'''

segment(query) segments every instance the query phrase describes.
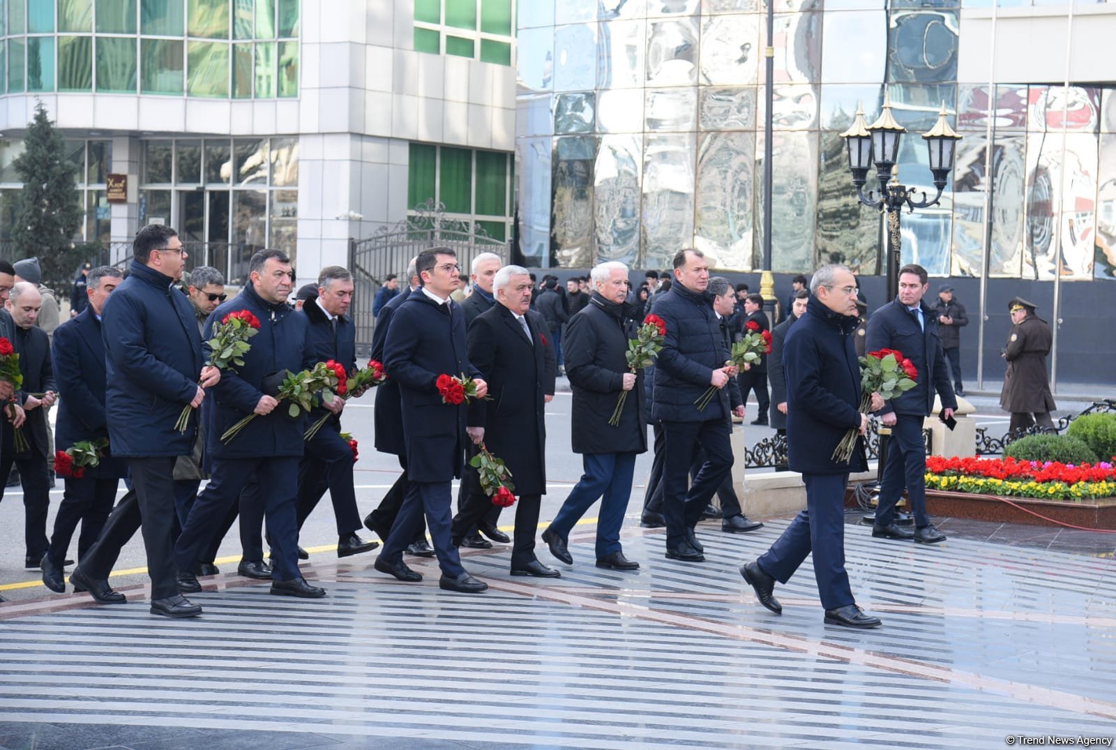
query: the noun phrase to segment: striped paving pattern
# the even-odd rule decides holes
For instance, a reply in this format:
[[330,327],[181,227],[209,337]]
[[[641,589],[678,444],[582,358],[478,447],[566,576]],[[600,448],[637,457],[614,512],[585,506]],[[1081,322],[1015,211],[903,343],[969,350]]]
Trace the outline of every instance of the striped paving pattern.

'''

__GIVEN PROBLEM__:
Reproduce the data above verbatim, leaving out the picture.

__EXERCISE OUTPUT__:
segment(query) segments every instance the query phrase describes.
query: the noun phrase to segment: striped paving pattern
# the even-odd rule decides holes
For instance, a reply in this format:
[[330,327],[181,227],[209,337]]
[[[641,589],[678,444],[582,358],[478,447],[566,576]],[[600,448],[637,457],[614,512],[585,506]],[[1081,322],[1015,211],[903,343],[969,350]]]
Trace the outline of every instance of the striped paving pattern.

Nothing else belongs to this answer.